= Task to complete =
Report every line in the items that contains the string "instance". Copy each such line in full.

= Data to process =
________________________________________
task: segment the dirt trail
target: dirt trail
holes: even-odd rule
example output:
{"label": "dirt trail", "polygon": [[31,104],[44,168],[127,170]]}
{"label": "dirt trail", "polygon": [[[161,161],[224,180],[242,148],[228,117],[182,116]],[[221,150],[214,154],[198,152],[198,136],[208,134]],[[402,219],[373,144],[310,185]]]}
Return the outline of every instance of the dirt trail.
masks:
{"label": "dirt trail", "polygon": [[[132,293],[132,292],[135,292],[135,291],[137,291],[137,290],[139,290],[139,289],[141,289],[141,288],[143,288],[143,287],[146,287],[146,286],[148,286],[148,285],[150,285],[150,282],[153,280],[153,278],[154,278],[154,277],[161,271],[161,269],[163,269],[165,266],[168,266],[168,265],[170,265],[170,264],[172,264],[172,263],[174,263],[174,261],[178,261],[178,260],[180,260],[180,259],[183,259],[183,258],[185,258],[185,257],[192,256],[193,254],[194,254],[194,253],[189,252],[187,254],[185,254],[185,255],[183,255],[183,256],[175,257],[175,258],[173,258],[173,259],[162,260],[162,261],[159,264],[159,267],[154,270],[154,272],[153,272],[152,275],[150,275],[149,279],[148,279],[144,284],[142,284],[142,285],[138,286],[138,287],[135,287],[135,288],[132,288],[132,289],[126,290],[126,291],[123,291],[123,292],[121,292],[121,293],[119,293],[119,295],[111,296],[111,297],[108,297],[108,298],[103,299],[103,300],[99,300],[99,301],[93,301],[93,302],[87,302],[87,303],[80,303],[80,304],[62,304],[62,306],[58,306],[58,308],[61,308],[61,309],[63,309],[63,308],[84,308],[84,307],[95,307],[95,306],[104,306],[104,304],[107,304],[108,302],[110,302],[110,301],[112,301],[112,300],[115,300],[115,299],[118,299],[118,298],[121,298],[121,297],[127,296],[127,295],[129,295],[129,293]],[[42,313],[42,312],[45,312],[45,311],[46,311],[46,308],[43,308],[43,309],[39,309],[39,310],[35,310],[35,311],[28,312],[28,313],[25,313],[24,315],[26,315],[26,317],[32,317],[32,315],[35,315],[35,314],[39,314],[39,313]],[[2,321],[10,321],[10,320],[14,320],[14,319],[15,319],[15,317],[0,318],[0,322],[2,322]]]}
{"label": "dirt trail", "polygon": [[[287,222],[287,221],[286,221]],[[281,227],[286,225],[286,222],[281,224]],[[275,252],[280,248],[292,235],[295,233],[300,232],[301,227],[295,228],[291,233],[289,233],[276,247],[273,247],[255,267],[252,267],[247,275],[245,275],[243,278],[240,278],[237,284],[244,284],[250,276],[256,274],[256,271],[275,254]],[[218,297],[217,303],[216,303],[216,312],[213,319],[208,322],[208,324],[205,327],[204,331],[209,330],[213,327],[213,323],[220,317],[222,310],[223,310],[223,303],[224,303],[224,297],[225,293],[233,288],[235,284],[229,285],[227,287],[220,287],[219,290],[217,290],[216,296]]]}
________________________________________
= The completed task =
Return the outline of every instance of the dirt trail.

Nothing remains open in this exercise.